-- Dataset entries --
⟨

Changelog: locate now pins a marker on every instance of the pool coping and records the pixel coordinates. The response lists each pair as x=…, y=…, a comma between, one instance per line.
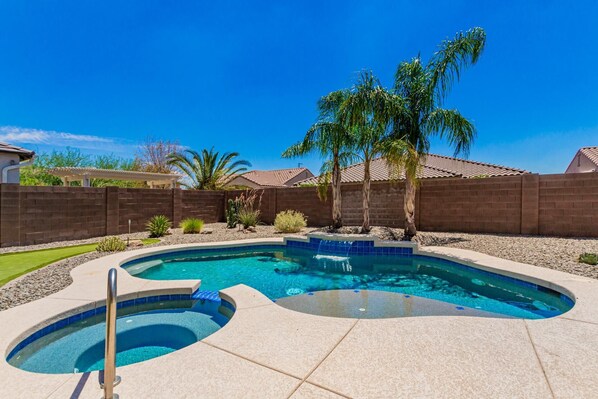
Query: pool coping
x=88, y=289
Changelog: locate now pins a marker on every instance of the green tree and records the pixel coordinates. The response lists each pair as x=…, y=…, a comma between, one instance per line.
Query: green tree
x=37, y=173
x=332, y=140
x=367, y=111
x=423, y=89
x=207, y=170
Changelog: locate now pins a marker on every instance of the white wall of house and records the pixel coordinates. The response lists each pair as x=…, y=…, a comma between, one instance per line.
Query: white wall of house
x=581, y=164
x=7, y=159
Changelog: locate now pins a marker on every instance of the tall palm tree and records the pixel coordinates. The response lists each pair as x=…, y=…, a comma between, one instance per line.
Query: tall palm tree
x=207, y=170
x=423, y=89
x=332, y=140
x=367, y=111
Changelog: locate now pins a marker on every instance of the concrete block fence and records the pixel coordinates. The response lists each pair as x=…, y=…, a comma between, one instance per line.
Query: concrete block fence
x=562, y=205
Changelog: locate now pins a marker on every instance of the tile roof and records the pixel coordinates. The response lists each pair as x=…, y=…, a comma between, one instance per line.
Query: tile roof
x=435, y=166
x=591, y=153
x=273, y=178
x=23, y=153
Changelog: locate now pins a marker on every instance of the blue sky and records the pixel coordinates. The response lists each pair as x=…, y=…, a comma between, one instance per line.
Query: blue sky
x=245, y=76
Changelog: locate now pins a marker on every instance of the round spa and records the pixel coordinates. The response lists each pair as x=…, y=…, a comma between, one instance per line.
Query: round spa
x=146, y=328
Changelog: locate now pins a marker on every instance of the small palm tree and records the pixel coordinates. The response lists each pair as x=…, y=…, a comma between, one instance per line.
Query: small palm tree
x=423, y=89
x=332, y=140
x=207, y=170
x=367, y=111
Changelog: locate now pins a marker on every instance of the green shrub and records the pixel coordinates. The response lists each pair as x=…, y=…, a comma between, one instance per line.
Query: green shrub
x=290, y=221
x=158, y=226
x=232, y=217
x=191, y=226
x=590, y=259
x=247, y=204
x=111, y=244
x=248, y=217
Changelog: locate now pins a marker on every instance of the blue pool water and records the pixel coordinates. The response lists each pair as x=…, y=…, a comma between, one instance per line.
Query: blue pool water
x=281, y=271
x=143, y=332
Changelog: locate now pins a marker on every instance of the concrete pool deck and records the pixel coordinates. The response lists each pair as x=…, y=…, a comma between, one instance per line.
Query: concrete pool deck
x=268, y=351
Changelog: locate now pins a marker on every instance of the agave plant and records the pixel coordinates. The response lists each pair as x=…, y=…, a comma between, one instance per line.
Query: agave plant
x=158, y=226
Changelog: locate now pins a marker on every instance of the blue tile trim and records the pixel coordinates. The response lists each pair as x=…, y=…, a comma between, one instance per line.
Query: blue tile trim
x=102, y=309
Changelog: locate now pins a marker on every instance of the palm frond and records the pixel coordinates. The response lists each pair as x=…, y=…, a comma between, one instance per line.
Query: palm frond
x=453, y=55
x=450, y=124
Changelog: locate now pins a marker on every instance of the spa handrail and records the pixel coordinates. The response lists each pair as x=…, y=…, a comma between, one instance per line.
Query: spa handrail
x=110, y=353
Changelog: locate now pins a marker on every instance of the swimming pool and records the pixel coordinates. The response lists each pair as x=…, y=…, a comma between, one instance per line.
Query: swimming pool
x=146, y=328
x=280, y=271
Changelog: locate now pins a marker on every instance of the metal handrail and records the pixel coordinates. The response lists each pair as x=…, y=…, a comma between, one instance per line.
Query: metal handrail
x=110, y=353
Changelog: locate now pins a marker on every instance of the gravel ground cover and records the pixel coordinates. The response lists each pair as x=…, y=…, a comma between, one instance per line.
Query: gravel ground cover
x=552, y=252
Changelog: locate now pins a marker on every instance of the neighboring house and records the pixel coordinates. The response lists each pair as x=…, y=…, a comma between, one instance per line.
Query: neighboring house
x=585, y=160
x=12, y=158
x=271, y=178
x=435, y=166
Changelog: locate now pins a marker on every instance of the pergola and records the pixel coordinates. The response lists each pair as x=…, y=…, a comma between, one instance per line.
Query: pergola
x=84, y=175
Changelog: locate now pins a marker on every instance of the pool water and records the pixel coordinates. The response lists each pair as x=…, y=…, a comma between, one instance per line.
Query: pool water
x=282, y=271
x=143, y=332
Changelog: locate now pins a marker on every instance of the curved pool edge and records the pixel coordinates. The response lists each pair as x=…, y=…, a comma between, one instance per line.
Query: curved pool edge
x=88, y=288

⟩

-- What the exercise asks --
Using the records above, please repeat the line with "Query: pool water" and every line after it exactly, and give no other text.

-- Task output --
Query: pool water
x=282, y=271
x=143, y=332
Changelog: locate now pins a marker on every instance of the curved pool edge and records the pixel coordinates. The response lists each pair as x=…, y=…, a comma between, one instance per line.
Query: curved pool edge
x=88, y=288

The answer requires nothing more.